■ Activity
All of the data that follows should be retyped exactly as it appears.

■ Exercise materials
_ _ _

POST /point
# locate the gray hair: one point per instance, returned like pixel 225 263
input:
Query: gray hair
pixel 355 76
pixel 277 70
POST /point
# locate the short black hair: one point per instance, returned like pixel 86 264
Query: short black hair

_ _ _

■ Reply to the task
POST /point
# locate the gray hair: one point per instance, returned like pixel 225 263
input:
Query: gray hair
pixel 355 76
pixel 277 70
POST /point
# locate the short black hair: one point per instance, returned like pixel 86 264
Query: short black hair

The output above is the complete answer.